Task:
Return all the data, word for word.
________________
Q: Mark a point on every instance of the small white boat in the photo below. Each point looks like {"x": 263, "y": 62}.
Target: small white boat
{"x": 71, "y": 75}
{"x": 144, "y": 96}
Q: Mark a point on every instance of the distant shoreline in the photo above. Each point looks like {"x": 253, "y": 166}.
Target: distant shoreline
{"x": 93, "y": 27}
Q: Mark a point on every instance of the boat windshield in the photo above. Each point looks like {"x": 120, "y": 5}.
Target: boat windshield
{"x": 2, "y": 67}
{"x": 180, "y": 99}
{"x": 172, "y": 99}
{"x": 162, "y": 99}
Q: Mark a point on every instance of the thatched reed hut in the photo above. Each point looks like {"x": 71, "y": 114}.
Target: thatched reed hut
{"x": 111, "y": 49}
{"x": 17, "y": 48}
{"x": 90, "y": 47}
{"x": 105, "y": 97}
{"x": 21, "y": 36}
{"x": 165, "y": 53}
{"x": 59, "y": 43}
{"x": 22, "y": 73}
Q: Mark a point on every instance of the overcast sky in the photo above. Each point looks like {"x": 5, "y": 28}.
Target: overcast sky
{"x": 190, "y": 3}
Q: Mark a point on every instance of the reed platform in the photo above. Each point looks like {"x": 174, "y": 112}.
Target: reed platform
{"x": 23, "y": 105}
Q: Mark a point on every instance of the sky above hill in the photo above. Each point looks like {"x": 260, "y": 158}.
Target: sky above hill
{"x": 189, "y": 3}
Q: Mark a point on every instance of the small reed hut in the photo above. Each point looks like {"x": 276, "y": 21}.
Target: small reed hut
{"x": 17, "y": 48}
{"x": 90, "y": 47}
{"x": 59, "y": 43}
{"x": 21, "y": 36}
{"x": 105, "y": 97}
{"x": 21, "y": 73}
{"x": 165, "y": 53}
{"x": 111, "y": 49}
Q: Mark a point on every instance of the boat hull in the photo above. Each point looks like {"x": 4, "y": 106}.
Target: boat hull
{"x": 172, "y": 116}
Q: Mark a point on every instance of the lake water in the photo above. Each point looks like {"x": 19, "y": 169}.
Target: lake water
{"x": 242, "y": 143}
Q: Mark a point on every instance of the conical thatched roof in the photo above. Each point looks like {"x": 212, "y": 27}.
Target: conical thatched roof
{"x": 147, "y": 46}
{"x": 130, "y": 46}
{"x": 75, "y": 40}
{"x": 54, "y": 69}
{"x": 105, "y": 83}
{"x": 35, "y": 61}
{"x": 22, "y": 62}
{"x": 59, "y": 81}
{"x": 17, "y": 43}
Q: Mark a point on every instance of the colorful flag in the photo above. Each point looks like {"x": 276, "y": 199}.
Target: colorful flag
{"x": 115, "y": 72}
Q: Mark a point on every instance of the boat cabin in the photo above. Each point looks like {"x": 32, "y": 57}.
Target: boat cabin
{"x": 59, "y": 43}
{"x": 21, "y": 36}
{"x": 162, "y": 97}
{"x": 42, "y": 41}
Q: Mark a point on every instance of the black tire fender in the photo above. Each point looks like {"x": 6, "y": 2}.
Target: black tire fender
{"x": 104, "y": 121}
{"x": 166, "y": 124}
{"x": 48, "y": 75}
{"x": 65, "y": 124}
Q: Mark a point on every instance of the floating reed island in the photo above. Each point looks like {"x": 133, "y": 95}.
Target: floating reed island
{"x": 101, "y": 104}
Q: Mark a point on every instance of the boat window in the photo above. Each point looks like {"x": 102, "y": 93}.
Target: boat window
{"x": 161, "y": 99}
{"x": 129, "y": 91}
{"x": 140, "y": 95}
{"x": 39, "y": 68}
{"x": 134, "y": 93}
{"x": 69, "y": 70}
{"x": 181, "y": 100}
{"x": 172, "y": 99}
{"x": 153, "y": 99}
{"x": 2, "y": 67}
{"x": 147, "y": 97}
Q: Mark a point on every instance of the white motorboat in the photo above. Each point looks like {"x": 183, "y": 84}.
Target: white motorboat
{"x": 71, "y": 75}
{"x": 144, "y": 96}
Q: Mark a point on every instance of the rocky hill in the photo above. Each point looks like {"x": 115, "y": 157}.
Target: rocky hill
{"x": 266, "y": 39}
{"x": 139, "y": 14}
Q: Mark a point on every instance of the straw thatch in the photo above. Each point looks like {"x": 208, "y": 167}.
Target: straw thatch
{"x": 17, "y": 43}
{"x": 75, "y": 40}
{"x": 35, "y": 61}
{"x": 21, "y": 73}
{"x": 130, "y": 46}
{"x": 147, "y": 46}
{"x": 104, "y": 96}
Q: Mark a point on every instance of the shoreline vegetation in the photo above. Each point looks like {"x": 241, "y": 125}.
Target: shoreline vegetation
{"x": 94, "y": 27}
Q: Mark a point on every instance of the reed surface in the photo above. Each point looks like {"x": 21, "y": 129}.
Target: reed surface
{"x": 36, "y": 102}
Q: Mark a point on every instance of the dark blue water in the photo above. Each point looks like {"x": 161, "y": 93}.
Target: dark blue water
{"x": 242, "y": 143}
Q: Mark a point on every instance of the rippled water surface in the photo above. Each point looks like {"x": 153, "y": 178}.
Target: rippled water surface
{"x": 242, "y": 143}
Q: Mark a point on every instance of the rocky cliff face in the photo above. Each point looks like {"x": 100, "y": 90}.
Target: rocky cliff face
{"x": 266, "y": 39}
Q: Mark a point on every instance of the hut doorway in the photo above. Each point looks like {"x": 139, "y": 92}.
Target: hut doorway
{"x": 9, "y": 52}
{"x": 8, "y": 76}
________________
Answer to this problem:
Q: Mark a point on every instance of the small white boat in the photo below. Each point looks like {"x": 263, "y": 62}.
Target: small white boat
{"x": 71, "y": 75}
{"x": 144, "y": 96}
Q: Mark a point on every instance of the distant shoreline in the photo above. Each point looks like {"x": 253, "y": 166}.
Target: distant shoreline
{"x": 93, "y": 27}
Q: Mark a point on every instance of the boat windshield in the photo above. Each point looks like {"x": 120, "y": 5}.
Target: boat windshield
{"x": 2, "y": 67}
{"x": 180, "y": 99}
{"x": 172, "y": 99}
{"x": 162, "y": 99}
Q: Mark a point on every instance of the thatched reed hut in the photo above. Each point looks like {"x": 71, "y": 114}.
Target: thatched reed hut
{"x": 111, "y": 49}
{"x": 17, "y": 48}
{"x": 90, "y": 47}
{"x": 105, "y": 97}
{"x": 21, "y": 36}
{"x": 165, "y": 53}
{"x": 59, "y": 43}
{"x": 22, "y": 73}
Q: Mark a point on every instance of the overcast sky in the photo above. Each point looks like {"x": 5, "y": 28}.
Target: overcast sky
{"x": 190, "y": 3}
Q: Mark a point on every instance of the reed platform in the photo above. Each point looks like {"x": 174, "y": 112}.
Target: reed platform
{"x": 23, "y": 105}
Q: Mark a point on every instance of the sky above hill in the photo above. Each point looks like {"x": 260, "y": 158}.
Target: sky above hill
{"x": 189, "y": 3}
Q: Mark a point on every instance of the small reed hut in the photo above. Each point looks like {"x": 276, "y": 21}.
Target: small reed hut
{"x": 17, "y": 48}
{"x": 90, "y": 47}
{"x": 59, "y": 43}
{"x": 21, "y": 36}
{"x": 105, "y": 97}
{"x": 21, "y": 73}
{"x": 165, "y": 53}
{"x": 111, "y": 49}
Q: Mark a point on every instance of the boat hull in the photo above. Each point looks like {"x": 4, "y": 106}.
Target: boat hull
{"x": 172, "y": 116}
Q: Mark a point on every instance of the lake water in the photo above. Each point looks like {"x": 19, "y": 169}.
Target: lake water
{"x": 242, "y": 143}
Q: Mark a point on every instance of the conical thatched roof in the photo above. Each point looks like {"x": 212, "y": 27}.
Target: conical thatched roof
{"x": 147, "y": 46}
{"x": 130, "y": 46}
{"x": 75, "y": 40}
{"x": 54, "y": 69}
{"x": 105, "y": 83}
{"x": 35, "y": 61}
{"x": 22, "y": 62}
{"x": 59, "y": 81}
{"x": 17, "y": 43}
Q: Mark a point on every instance of the colorful flag in the photo above. Each point looks like {"x": 276, "y": 199}.
Target: colorful flag
{"x": 115, "y": 72}
Q: Mark a point on every instance of the boat cabin in the photo above. Each point looks like {"x": 32, "y": 57}.
Target: boat cabin
{"x": 59, "y": 43}
{"x": 21, "y": 36}
{"x": 162, "y": 97}
{"x": 42, "y": 41}
Q: Mark a point on every instance of the black tire fender in the photo above. Each point looks like {"x": 6, "y": 2}.
Target: black tire fender
{"x": 104, "y": 121}
{"x": 166, "y": 124}
{"x": 48, "y": 75}
{"x": 65, "y": 124}
Q: Mark a point on every instance of the floating reed island in the photo above. Each point looks like {"x": 133, "y": 95}.
Target: floating reed island
{"x": 101, "y": 104}
Q: Mark a point on every instance of the boat window in the photo above. Each point looks like {"x": 102, "y": 93}.
Target: boat window
{"x": 161, "y": 99}
{"x": 129, "y": 91}
{"x": 140, "y": 95}
{"x": 39, "y": 68}
{"x": 134, "y": 93}
{"x": 69, "y": 70}
{"x": 181, "y": 100}
{"x": 172, "y": 99}
{"x": 153, "y": 99}
{"x": 2, "y": 67}
{"x": 147, "y": 97}
Q: Mark a point on every instance of the white motorboat in the photo above. Each point looks like {"x": 183, "y": 84}.
Target: white motorboat
{"x": 71, "y": 75}
{"x": 144, "y": 96}
Q: Mark a point on every instance of the rocky hill in the photo above. Each point looks like {"x": 115, "y": 157}.
Target: rocky hill
{"x": 266, "y": 39}
{"x": 139, "y": 14}
Q: Mark a point on every instance of the straw thatch in the photo above. Each point looks like {"x": 208, "y": 167}.
Target: straw thatch
{"x": 17, "y": 43}
{"x": 75, "y": 40}
{"x": 35, "y": 61}
{"x": 21, "y": 73}
{"x": 130, "y": 46}
{"x": 147, "y": 46}
{"x": 104, "y": 96}
Q: Mark a point on every instance of the shoreline vegetation in the photo above. Each point looks like {"x": 241, "y": 125}.
Target: shoreline vegetation
{"x": 94, "y": 27}
Q: Mark a point on every instance of the reed surface in the photo above. Each point looks like {"x": 21, "y": 129}.
Target: reed surface
{"x": 36, "y": 102}
Q: Mark a point on every instance of the dark blue water in the photo above. Each point looks like {"x": 161, "y": 93}.
Target: dark blue water
{"x": 242, "y": 143}
Q: Mark a point on every instance of the rippled water surface in the photo above. Each point looks like {"x": 153, "y": 178}.
Target: rippled water surface
{"x": 242, "y": 143}
Q: Mark a point on every instance of the rocky cliff face in the photo above. Each point looks like {"x": 100, "y": 90}.
Target: rocky cliff face
{"x": 266, "y": 39}
Q: Mark a point on every instance of the hut doorway in the photo above. Each point looks like {"x": 139, "y": 92}.
Target: hut doorway
{"x": 9, "y": 52}
{"x": 8, "y": 76}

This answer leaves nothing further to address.